** PROBLEM DETAILS **
Every record that follows needs to be written out again, exactly.
........
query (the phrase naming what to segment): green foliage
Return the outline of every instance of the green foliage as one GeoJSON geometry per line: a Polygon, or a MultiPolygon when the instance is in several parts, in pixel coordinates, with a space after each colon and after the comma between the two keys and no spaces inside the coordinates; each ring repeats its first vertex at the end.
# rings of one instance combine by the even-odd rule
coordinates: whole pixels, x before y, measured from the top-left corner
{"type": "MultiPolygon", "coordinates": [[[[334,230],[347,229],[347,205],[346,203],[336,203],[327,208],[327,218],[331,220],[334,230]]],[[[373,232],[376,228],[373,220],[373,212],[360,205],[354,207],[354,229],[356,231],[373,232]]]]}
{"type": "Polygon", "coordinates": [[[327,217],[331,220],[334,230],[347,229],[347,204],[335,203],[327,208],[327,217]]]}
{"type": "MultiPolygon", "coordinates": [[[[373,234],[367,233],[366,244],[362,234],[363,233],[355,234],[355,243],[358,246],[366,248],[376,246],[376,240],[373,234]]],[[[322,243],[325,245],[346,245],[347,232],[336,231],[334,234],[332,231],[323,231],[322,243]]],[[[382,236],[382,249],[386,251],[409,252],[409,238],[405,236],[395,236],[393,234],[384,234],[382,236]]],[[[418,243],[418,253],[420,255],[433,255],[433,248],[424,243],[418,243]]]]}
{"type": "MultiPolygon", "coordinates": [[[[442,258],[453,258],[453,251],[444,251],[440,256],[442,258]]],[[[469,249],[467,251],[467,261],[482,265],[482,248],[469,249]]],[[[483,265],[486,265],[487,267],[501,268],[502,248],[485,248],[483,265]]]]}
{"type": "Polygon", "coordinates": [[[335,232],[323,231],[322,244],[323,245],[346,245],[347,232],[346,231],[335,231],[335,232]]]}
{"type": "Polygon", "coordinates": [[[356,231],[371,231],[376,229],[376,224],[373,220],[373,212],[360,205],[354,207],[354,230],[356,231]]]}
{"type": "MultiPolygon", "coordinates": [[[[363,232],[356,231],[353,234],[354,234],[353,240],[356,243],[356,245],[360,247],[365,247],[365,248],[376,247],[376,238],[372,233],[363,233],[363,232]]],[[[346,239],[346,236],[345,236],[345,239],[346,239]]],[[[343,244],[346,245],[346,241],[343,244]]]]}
........
** RESULT OF THIS TASK **
query (the phrase naming what to segment): green foliage
Return the outline of every instance of the green foliage as one GeoJSON geometry per line: a Polygon, or a MultiPolygon when the instance is in several parts, in pixel coordinates, with a space after each colon and after the comma between the two keys and no spaces inside the coordinates; each ring repeats its first vertex at the end.
# rings of one instance combine by the even-odd rule
coordinates: whole pixels, x before y, measured from the top-left corner
{"type": "MultiPolygon", "coordinates": [[[[334,230],[347,229],[347,205],[346,203],[336,203],[327,208],[327,218],[331,220],[334,230]]],[[[373,232],[376,228],[373,220],[373,212],[360,205],[354,207],[354,229],[356,231],[373,232]]]]}
{"type": "Polygon", "coordinates": [[[327,217],[331,220],[334,230],[347,229],[347,204],[335,203],[327,208],[327,217]]]}
{"type": "MultiPolygon", "coordinates": [[[[373,234],[367,233],[366,244],[362,234],[363,233],[355,234],[355,243],[358,246],[366,248],[376,246],[376,240],[373,234]]],[[[322,243],[325,245],[346,245],[347,232],[336,231],[334,234],[332,231],[323,231],[322,243]]],[[[382,236],[382,249],[386,251],[409,252],[409,238],[405,236],[395,236],[393,234],[384,234],[382,236]]],[[[418,243],[418,253],[420,255],[433,255],[433,248],[424,243],[418,243]]]]}
{"type": "MultiPolygon", "coordinates": [[[[442,258],[453,258],[453,251],[444,251],[440,256],[442,258]]],[[[469,249],[467,251],[467,261],[482,265],[482,248],[469,249]]],[[[483,265],[486,265],[487,267],[501,268],[502,248],[485,248],[483,265]]]]}
{"type": "Polygon", "coordinates": [[[335,232],[323,231],[322,244],[323,245],[346,245],[347,232],[346,231],[335,231],[335,232]]]}
{"type": "Polygon", "coordinates": [[[356,231],[371,231],[376,229],[376,224],[373,220],[373,212],[360,205],[354,207],[354,230],[356,231]]]}
{"type": "MultiPolygon", "coordinates": [[[[363,232],[356,231],[353,234],[354,234],[353,240],[356,243],[356,245],[360,247],[365,247],[365,248],[376,247],[376,238],[372,233],[363,233],[363,232]]],[[[346,239],[346,236],[345,236],[345,239],[346,239]]],[[[343,244],[346,245],[346,241],[343,244]]]]}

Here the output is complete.